### Doel:
Zet het stuk van de regel met "spot the decorative white gravel." tot en met het einde van de items om in een Markdown-tabel met de kolom Nr voor het rijnummer en de kolom Regel voor de tekst van elke regel. Laat lege regels en de afbeeldingen weg.

Items voor het labelen van beeldlocaties

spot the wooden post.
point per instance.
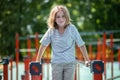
(17, 54)
(5, 68)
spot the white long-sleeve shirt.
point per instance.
(63, 45)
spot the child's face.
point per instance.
(60, 19)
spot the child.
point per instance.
(63, 36)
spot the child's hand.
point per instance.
(87, 63)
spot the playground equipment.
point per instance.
(101, 55)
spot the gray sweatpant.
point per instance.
(63, 71)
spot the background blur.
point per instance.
(26, 17)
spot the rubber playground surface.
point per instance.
(83, 72)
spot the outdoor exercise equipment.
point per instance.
(97, 68)
(36, 70)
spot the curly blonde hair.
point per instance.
(51, 20)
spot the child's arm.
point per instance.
(40, 53)
(85, 54)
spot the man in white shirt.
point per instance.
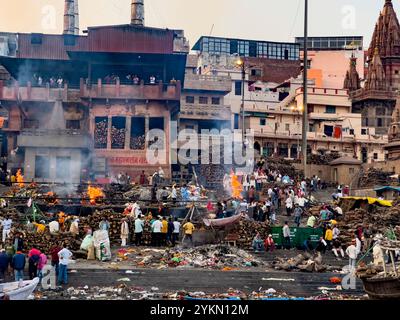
(6, 225)
(157, 225)
(358, 245)
(352, 252)
(175, 234)
(286, 236)
(139, 224)
(64, 259)
(54, 227)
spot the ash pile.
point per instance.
(219, 257)
(304, 262)
(376, 219)
(374, 177)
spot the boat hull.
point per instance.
(382, 288)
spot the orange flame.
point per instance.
(237, 187)
(94, 194)
(20, 179)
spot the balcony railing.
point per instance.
(159, 91)
(42, 138)
(216, 112)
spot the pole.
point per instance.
(243, 80)
(305, 71)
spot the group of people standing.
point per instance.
(13, 260)
(165, 231)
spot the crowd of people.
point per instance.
(14, 257)
(117, 138)
(101, 134)
(53, 81)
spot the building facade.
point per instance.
(81, 106)
(377, 99)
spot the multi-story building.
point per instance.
(85, 103)
(203, 114)
(328, 59)
(332, 126)
(377, 99)
(266, 62)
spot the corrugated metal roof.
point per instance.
(117, 39)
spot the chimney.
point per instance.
(76, 18)
(137, 12)
(69, 17)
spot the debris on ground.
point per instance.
(302, 262)
(124, 292)
(220, 257)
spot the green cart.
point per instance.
(297, 236)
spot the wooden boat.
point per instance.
(382, 287)
(18, 290)
(386, 286)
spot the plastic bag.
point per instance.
(87, 242)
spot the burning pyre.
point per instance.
(237, 187)
(94, 194)
(20, 178)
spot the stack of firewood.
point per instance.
(246, 230)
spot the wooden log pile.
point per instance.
(323, 159)
(246, 230)
(374, 177)
(303, 262)
(380, 219)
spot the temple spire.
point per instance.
(376, 79)
(352, 80)
(386, 36)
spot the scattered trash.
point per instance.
(277, 279)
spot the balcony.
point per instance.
(362, 94)
(99, 90)
(206, 112)
(39, 138)
(208, 83)
(141, 91)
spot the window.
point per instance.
(256, 72)
(236, 121)
(203, 100)
(73, 124)
(189, 99)
(100, 132)
(238, 88)
(118, 132)
(330, 109)
(380, 111)
(42, 167)
(328, 130)
(215, 101)
(137, 141)
(157, 123)
(63, 166)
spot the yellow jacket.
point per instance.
(164, 228)
(329, 235)
(188, 227)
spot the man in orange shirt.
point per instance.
(188, 228)
(164, 230)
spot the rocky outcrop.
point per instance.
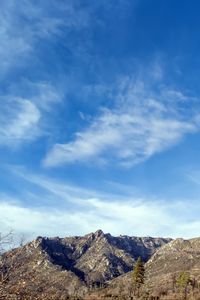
(74, 264)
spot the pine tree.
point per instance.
(183, 282)
(138, 276)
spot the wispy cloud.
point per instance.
(23, 119)
(143, 121)
(68, 209)
(24, 24)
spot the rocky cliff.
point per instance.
(62, 266)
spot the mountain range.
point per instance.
(95, 266)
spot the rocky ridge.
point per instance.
(74, 264)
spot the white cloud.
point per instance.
(19, 121)
(141, 123)
(23, 24)
(22, 119)
(70, 210)
(138, 218)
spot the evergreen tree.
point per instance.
(138, 276)
(183, 282)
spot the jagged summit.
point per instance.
(79, 262)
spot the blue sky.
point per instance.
(100, 117)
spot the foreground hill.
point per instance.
(57, 267)
(162, 271)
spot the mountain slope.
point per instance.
(162, 271)
(74, 264)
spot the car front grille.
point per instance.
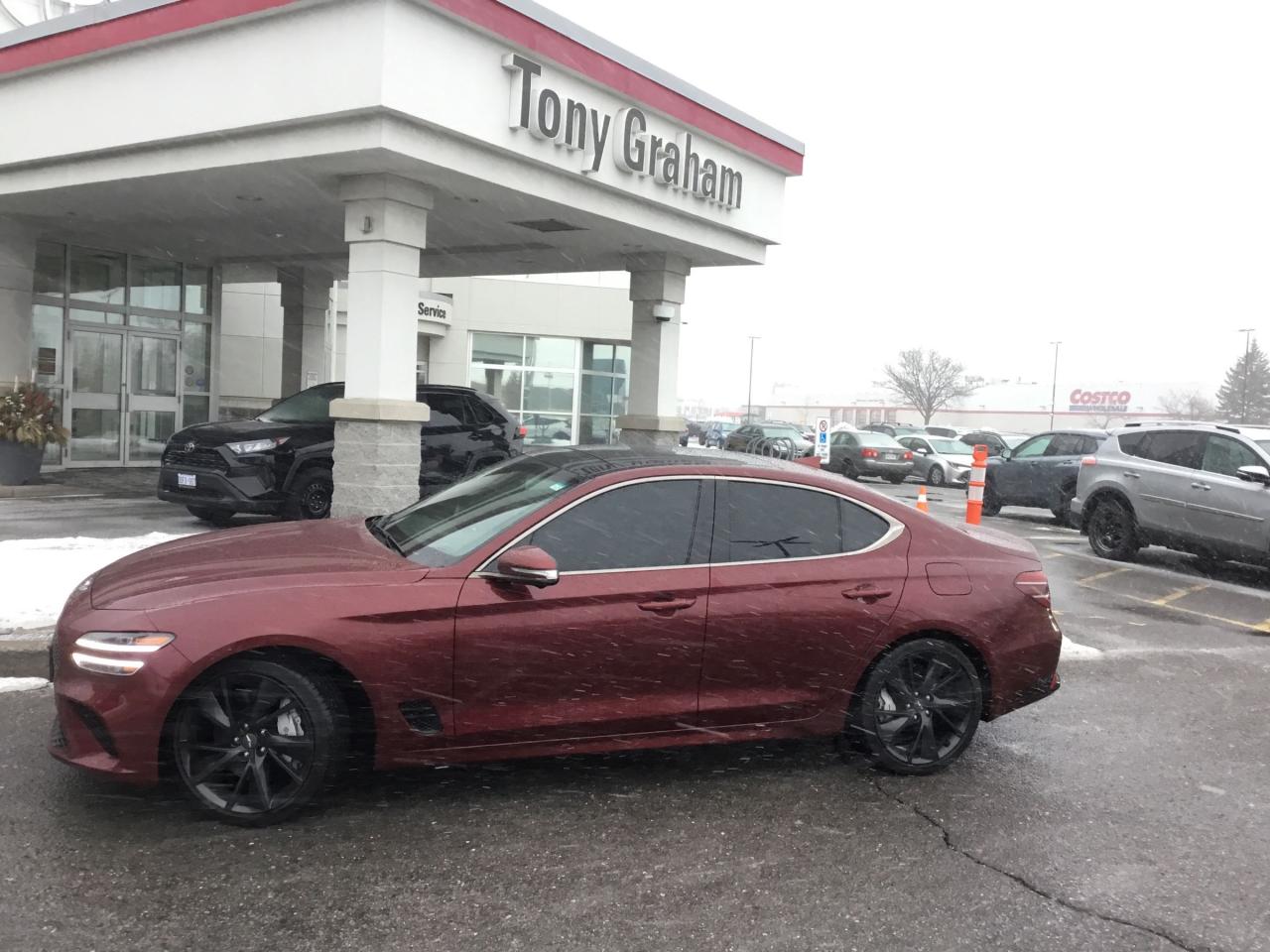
(195, 458)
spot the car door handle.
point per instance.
(667, 604)
(866, 593)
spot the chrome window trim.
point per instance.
(896, 530)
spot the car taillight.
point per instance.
(1035, 585)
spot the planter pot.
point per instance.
(19, 463)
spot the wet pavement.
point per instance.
(1129, 811)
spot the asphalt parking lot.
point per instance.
(1129, 811)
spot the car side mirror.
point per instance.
(527, 565)
(1254, 474)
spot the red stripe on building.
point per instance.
(486, 14)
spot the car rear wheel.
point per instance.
(257, 740)
(1112, 531)
(920, 707)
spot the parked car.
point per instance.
(856, 454)
(1199, 489)
(1039, 472)
(996, 440)
(939, 460)
(280, 462)
(719, 599)
(781, 439)
(716, 433)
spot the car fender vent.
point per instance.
(422, 716)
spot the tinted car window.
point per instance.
(1174, 447)
(780, 522)
(631, 527)
(1224, 456)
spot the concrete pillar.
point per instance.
(17, 284)
(305, 298)
(657, 294)
(377, 422)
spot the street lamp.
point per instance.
(1053, 386)
(749, 395)
(1247, 350)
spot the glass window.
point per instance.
(50, 268)
(1224, 456)
(1175, 447)
(781, 522)
(310, 405)
(860, 527)
(195, 354)
(155, 284)
(198, 282)
(552, 352)
(1037, 445)
(549, 390)
(498, 348)
(46, 345)
(643, 526)
(96, 276)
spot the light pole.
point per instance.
(1247, 350)
(1053, 386)
(749, 395)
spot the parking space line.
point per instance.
(1180, 593)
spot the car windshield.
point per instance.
(310, 405)
(451, 525)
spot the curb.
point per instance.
(24, 657)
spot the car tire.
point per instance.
(1112, 531)
(919, 707)
(216, 517)
(310, 495)
(250, 769)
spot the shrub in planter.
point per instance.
(28, 422)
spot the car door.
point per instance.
(615, 647)
(802, 584)
(1011, 479)
(1223, 508)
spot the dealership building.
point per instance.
(220, 217)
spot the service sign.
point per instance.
(822, 438)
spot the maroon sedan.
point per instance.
(557, 603)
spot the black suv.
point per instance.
(280, 463)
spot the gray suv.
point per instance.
(1197, 488)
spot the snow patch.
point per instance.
(1075, 653)
(10, 684)
(41, 574)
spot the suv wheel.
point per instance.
(310, 495)
(1112, 531)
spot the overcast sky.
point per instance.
(983, 178)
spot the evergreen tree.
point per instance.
(1245, 397)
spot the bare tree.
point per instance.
(928, 381)
(1188, 405)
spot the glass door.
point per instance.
(151, 403)
(96, 398)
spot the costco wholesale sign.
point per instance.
(1100, 400)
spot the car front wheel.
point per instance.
(255, 740)
(919, 708)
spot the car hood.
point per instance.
(217, 563)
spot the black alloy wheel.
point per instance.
(920, 707)
(1112, 531)
(255, 740)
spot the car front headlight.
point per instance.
(119, 653)
(257, 445)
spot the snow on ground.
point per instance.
(40, 574)
(1076, 653)
(10, 684)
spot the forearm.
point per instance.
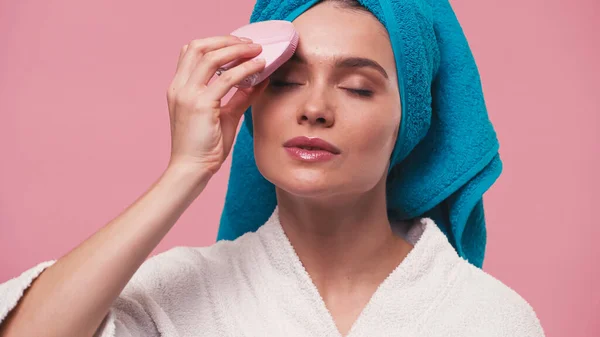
(72, 296)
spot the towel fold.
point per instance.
(446, 155)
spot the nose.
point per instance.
(317, 110)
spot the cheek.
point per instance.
(372, 137)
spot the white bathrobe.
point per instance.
(257, 286)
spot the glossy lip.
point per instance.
(317, 144)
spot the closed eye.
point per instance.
(360, 92)
(282, 84)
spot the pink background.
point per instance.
(84, 131)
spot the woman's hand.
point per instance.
(203, 131)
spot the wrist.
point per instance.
(195, 175)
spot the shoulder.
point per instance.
(479, 304)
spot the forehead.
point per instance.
(328, 31)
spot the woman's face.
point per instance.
(341, 87)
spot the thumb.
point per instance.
(242, 99)
(232, 112)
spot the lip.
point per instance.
(310, 149)
(313, 142)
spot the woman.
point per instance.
(328, 262)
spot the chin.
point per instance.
(306, 182)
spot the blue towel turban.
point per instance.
(446, 155)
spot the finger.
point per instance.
(181, 53)
(242, 99)
(233, 111)
(195, 50)
(213, 60)
(221, 86)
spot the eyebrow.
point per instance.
(348, 62)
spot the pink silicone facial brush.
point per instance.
(278, 39)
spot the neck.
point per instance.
(344, 240)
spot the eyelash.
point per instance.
(358, 92)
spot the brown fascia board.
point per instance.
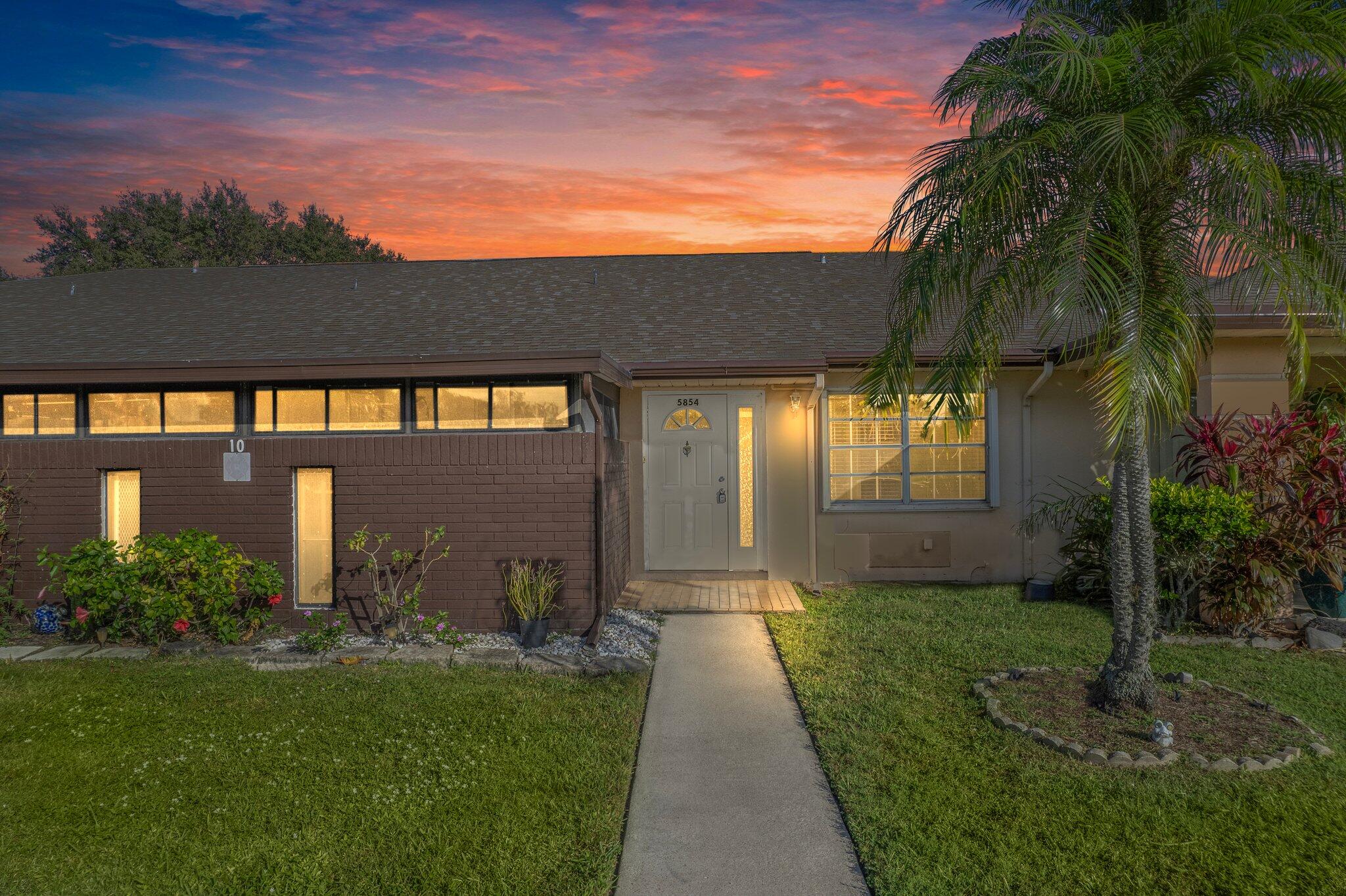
(707, 369)
(300, 369)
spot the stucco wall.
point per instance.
(968, 545)
(977, 544)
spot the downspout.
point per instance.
(1026, 458)
(810, 481)
(595, 629)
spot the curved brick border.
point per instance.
(985, 690)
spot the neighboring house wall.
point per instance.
(1244, 374)
(499, 495)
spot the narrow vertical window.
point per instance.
(746, 470)
(426, 408)
(263, 411)
(314, 536)
(122, 506)
(57, 414)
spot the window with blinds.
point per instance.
(498, 405)
(38, 414)
(904, 454)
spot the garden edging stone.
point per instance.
(983, 690)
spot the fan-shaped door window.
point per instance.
(687, 418)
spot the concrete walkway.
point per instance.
(728, 795)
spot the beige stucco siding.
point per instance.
(977, 544)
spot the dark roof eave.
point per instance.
(299, 369)
(700, 369)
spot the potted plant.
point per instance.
(530, 593)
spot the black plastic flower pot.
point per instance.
(534, 631)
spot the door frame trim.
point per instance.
(735, 399)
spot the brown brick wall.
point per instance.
(499, 495)
(617, 535)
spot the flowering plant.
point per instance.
(398, 579)
(440, 631)
(1293, 467)
(160, 585)
(322, 634)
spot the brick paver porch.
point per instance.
(712, 596)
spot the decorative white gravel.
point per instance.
(629, 633)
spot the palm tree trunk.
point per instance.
(1126, 679)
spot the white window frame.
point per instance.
(908, 505)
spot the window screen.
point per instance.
(122, 506)
(314, 536)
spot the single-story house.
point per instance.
(636, 417)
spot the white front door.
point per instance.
(688, 454)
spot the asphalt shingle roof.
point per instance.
(637, 309)
(758, 305)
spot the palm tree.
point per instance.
(1122, 154)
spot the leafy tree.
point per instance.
(1119, 155)
(216, 228)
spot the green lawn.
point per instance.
(177, 776)
(941, 802)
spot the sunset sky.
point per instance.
(485, 129)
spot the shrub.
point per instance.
(399, 579)
(530, 589)
(1203, 547)
(439, 630)
(321, 635)
(1293, 468)
(162, 587)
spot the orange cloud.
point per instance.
(749, 72)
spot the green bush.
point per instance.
(162, 587)
(321, 634)
(1203, 539)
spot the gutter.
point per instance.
(1026, 458)
(595, 629)
(810, 480)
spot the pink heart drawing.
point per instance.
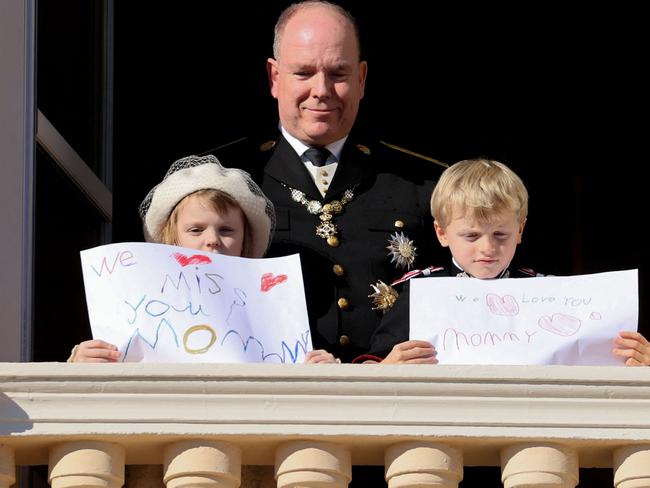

### Resultaat:
| Nr | Regel |
|---|---|
| 1 | spot the decorative white gravel. |
| 2 | point per instance. |
| 3 | (629, 633) |
| 4 | spot the palm tree trunk. |
| 5 | point per instance. |
| 6 | (1126, 679) |
| 7 | spot the white window frame. |
| 8 | point per instance. |
| 9 | (908, 505) |
| 10 | spot the window screen. |
| 11 | point per instance. |
| 12 | (122, 506) |
| 13 | (314, 536) |
| 14 | spot the single-story house. |
| 15 | point per instance. |
| 16 | (636, 417) |
| 17 | spot the white front door. |
| 18 | point per instance. |
| 19 | (688, 454) |
| 20 | spot the asphalt shingle roof. |
| 21 | point per instance. |
| 22 | (637, 309) |
| 23 | (758, 305) |
| 24 | spot the palm tree. |
| 25 | point per instance. |
| 26 | (1122, 154) |
| 27 | spot the leafy tree. |
| 28 | point per instance. |
| 29 | (1119, 155) |
| 30 | (216, 228) |
| 31 | spot the green lawn. |
| 32 | point per instance. |
| 33 | (177, 776) |
| 34 | (941, 802) |
| 35 | spot the sunset sky. |
| 36 | point per instance. |
| 37 | (485, 129) |
| 38 | spot the shrub. |
| 39 | point per instance. |
| 40 | (399, 579) |
| 41 | (530, 589) |
| 42 | (1203, 547) |
| 43 | (439, 630) |
| 44 | (321, 635) |
| 45 | (1293, 468) |
| 46 | (162, 587) |
| 47 | spot the orange cloud. |
| 48 | point per instance. |
| 49 | (749, 72) |
| 50 | spot the green bush. |
| 51 | point per instance. |
| 52 | (162, 587) |
| 53 | (321, 634) |
| 54 | (1203, 539) |
| 55 | spot the gutter. |
| 56 | point per instance. |
| 57 | (1026, 458) |
| 58 | (595, 629) |
| 59 | (810, 480) |
| 60 | spot the pink heart drawing. |
| 61 | point per instance. |